YOUR OBJECTIVE: Could you render all the entries below as a JSON list of strings, one string per line, leaving out blank lines and the pictures?

SUPPLIED ENTRIES:
┌──

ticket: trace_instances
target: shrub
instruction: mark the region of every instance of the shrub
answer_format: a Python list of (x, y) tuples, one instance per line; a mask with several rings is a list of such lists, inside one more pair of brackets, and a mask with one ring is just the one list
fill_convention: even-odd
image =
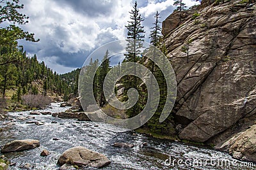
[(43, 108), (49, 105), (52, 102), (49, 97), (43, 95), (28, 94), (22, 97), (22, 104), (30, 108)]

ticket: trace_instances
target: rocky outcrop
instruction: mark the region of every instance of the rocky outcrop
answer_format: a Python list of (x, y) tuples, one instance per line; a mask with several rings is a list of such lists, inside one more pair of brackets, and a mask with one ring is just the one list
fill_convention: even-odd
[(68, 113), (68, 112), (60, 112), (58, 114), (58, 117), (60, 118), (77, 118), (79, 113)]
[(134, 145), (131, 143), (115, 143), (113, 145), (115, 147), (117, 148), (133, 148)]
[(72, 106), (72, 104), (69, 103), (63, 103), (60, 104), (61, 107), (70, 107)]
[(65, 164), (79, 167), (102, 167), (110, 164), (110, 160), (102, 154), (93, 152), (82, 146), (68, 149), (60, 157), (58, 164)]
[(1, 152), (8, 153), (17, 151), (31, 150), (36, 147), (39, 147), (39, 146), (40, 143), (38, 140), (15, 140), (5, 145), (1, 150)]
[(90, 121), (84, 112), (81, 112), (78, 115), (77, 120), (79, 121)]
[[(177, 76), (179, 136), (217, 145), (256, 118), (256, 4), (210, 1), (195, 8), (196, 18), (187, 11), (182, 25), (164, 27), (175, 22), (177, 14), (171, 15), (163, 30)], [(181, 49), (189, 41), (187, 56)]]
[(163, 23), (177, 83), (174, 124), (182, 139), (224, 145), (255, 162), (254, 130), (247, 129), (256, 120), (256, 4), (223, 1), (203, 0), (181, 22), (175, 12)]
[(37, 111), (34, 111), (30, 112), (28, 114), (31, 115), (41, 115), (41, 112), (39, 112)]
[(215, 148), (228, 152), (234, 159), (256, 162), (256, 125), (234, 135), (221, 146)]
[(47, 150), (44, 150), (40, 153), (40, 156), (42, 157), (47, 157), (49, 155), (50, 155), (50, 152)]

└──

RESPONSE TO THIS TASK:
[
  "ticket: trace_instances",
  "target: shrub",
  "instruction: mark the region of every instance of the shrub",
  "answer_format: a Python list of (x, y) tuples, one instance per line; a mask with several rings is a list of such lists, inside one more pair of brackets, and a mask with one ring is just the one list",
  "fill_convention: even-odd",
  "image =",
  "[(43, 108), (49, 105), (52, 102), (49, 97), (43, 95), (28, 94), (22, 97), (22, 104), (30, 108)]",
  "ticket: trace_instances",
  "target: rocky outcrop",
  "instruction: mark the region of every instance of the rocky outcrop",
  "answer_format: a Python list of (x, y) tuples, one instance per line; a mask with several rings is a list of such lists, inside one more pair of brackets, and a mask with one ring is just the one list",
  "fill_convention: even-odd",
  "[(68, 113), (68, 112), (60, 112), (58, 114), (58, 117), (60, 118), (77, 118), (79, 113)]",
  "[(134, 145), (131, 143), (115, 143), (113, 145), (115, 147), (117, 148), (133, 148)]",
  "[(72, 106), (72, 104), (69, 103), (63, 103), (60, 104), (61, 107), (70, 107)]",
  "[(65, 164), (79, 167), (102, 167), (110, 164), (110, 160), (102, 154), (93, 152), (82, 146), (68, 149), (60, 157), (58, 164)]",
  "[(1, 152), (8, 153), (17, 151), (31, 150), (36, 147), (39, 147), (39, 146), (40, 143), (38, 140), (15, 140), (5, 145), (1, 150)]",
  "[(90, 121), (84, 112), (81, 112), (78, 115), (77, 120), (79, 121)]",
  "[[(177, 76), (179, 136), (217, 145), (256, 118), (256, 4), (210, 1), (195, 8), (196, 18), (187, 11), (182, 25), (164, 27), (175, 22), (177, 14), (171, 15), (163, 30)], [(181, 49), (189, 41), (187, 56)]]",
  "[(163, 23), (177, 83), (174, 124), (182, 139), (224, 145), (255, 162), (254, 130), (247, 129), (256, 120), (256, 4), (223, 1), (203, 0), (181, 22), (175, 12)]",
  "[(37, 111), (34, 111), (30, 112), (28, 114), (31, 115), (41, 115), (41, 112), (39, 112)]",
  "[(215, 148), (228, 152), (234, 159), (256, 162), (256, 125), (234, 135), (221, 146)]",
  "[(47, 150), (44, 150), (40, 153), (40, 156), (42, 157), (47, 157), (49, 155), (50, 155), (50, 152)]"
]